Exercise objective :: Copy the rows word for word, from the very first line through the line containing "left=887, top=357, right=1024, bottom=398", including that line.
------------------------------------------------------------
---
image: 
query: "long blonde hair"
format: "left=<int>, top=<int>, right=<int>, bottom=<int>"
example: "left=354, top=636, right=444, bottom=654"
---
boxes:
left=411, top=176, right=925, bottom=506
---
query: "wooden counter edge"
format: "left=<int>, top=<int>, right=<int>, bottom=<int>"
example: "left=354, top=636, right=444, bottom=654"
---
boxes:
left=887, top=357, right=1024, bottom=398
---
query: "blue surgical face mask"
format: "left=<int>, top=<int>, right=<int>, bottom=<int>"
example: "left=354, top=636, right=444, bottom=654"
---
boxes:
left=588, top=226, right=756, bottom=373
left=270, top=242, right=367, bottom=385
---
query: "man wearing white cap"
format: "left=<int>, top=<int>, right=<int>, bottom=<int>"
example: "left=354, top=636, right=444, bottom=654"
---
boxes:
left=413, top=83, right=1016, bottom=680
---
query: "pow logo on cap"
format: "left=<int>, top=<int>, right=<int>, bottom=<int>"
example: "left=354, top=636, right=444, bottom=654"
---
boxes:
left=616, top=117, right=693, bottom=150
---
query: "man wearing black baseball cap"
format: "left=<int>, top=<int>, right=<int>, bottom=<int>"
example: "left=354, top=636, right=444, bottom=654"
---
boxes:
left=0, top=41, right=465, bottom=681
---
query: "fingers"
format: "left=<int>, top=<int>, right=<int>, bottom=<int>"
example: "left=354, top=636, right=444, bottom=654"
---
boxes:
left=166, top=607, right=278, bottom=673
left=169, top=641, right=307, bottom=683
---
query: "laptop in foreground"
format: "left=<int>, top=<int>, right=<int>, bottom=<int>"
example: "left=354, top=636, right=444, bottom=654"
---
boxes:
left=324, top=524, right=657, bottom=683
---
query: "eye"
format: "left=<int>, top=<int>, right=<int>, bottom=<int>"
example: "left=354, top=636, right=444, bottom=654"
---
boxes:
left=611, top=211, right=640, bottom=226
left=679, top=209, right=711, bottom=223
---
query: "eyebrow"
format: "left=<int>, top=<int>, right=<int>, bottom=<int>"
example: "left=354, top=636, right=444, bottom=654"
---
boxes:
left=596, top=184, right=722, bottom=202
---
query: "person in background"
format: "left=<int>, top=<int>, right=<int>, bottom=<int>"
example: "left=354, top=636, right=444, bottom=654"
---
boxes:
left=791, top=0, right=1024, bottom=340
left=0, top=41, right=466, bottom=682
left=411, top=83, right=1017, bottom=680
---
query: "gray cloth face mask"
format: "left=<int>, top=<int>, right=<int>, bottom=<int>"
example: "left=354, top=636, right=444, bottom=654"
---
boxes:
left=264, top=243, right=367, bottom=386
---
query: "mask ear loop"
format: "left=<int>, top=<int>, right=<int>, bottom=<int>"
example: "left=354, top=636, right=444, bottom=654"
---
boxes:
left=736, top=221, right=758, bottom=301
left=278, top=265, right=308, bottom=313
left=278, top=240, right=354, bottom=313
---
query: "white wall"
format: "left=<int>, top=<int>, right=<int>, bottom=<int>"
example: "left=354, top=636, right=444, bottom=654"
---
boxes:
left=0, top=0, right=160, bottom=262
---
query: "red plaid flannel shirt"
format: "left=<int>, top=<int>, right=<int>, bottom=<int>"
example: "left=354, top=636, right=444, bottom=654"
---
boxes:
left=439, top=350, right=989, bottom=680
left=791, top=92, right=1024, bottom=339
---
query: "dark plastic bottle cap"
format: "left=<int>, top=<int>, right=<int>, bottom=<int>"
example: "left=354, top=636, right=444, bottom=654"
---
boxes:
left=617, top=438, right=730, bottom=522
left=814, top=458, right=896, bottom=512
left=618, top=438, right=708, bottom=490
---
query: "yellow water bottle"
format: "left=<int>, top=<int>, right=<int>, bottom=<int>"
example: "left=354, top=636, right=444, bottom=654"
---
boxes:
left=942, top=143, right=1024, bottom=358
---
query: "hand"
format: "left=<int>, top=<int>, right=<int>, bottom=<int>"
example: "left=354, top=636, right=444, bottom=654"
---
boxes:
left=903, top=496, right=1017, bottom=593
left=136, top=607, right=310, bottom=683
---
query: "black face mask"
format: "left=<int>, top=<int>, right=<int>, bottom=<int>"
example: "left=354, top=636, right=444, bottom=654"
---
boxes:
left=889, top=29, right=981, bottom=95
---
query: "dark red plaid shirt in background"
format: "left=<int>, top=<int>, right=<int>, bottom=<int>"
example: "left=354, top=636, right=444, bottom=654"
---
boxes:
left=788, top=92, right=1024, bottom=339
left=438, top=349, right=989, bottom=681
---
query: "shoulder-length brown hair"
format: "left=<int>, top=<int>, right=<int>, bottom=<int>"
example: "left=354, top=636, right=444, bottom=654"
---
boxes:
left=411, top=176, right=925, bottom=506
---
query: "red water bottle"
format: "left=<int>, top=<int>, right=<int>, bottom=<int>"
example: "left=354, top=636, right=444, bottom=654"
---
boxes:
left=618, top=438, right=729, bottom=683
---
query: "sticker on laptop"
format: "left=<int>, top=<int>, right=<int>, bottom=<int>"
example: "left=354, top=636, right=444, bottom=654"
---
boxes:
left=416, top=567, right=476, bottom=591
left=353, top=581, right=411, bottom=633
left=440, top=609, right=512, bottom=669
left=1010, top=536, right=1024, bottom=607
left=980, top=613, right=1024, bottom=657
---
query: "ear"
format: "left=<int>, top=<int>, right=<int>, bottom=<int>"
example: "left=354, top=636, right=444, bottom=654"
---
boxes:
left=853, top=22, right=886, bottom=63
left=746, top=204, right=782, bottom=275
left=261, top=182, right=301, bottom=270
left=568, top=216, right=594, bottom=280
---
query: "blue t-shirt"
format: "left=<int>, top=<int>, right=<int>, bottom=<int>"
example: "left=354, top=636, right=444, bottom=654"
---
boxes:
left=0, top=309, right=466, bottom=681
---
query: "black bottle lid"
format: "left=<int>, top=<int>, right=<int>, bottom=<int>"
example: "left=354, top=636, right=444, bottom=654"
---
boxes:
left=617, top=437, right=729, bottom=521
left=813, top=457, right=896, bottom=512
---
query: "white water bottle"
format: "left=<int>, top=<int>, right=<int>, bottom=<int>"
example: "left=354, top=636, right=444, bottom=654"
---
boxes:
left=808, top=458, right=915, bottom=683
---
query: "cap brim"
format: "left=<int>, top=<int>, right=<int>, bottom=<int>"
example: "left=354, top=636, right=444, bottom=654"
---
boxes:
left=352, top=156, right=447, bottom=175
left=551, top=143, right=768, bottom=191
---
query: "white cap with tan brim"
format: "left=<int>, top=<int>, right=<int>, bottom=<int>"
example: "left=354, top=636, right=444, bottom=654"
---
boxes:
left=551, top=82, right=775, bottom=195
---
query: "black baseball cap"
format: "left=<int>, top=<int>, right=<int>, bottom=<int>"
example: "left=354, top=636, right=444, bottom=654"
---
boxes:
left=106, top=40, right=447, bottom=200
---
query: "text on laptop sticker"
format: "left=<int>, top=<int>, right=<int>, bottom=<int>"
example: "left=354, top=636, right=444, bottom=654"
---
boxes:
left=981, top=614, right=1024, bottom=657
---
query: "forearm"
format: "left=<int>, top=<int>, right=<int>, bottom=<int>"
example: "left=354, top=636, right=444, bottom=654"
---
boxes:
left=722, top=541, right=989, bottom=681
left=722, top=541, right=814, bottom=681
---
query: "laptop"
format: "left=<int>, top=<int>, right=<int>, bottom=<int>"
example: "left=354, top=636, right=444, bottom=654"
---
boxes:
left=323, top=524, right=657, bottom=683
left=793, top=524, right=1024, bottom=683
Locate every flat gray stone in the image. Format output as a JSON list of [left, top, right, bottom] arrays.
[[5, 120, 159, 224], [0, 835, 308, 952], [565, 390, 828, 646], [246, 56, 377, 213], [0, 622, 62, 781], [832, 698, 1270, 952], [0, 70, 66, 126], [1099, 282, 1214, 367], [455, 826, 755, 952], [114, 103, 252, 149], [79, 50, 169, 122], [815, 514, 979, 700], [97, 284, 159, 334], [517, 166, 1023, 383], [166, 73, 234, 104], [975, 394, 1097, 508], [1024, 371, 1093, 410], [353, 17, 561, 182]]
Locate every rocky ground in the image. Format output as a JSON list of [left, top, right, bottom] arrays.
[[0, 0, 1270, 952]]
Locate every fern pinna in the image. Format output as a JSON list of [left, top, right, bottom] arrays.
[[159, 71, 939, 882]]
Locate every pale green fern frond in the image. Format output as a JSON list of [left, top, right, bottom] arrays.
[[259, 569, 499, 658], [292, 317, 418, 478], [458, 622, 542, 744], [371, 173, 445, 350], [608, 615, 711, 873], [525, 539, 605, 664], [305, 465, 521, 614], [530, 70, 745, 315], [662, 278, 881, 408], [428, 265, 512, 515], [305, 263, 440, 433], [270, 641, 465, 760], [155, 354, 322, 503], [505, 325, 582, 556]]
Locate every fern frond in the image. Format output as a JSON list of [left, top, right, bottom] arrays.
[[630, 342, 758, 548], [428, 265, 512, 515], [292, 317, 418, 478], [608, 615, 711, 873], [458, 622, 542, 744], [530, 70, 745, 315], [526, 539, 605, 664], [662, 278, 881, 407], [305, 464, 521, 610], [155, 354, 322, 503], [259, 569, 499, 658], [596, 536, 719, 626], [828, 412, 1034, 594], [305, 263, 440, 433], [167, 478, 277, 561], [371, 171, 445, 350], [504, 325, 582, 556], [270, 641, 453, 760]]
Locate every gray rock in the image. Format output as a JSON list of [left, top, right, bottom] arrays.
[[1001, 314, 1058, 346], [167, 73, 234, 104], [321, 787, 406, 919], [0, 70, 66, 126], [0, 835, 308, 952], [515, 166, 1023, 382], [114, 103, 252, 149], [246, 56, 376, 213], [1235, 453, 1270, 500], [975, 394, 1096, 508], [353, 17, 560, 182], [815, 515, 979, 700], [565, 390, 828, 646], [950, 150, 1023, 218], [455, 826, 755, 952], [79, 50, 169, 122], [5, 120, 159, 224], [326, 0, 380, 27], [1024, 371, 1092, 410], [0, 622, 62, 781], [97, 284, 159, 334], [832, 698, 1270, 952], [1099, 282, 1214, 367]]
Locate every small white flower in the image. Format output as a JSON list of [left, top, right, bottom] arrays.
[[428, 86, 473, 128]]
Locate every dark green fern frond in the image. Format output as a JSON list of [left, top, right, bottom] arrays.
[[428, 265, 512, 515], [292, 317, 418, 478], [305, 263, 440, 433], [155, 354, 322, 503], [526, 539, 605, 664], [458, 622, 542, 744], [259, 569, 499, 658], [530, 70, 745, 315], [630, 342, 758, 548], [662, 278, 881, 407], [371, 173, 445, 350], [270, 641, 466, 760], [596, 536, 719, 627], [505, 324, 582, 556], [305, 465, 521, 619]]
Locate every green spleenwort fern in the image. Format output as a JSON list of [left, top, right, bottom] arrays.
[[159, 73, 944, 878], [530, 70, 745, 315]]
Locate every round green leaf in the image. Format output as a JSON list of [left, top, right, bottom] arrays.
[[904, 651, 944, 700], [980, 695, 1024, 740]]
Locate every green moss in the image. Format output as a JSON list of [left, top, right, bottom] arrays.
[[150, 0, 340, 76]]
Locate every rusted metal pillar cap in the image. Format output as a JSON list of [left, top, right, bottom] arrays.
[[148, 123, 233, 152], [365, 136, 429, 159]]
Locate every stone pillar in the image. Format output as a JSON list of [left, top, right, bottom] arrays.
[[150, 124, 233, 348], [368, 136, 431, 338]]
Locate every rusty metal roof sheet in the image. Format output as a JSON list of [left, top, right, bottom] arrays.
------------------------------------------------------------
Solved problem ::
---
image: 
query: "long blonde hair"
format: "left=<int>, top=<int>, right=<int>, bottom=<int>"
example: "left=354, top=636, right=444, bottom=654"
---
boxes:
left=411, top=176, right=925, bottom=506
---
query: "wooden counter edge"
format: "left=<int>, top=<int>, right=<int>, bottom=<int>"
example: "left=354, top=636, right=444, bottom=654"
---
boxes:
left=887, top=357, right=1024, bottom=398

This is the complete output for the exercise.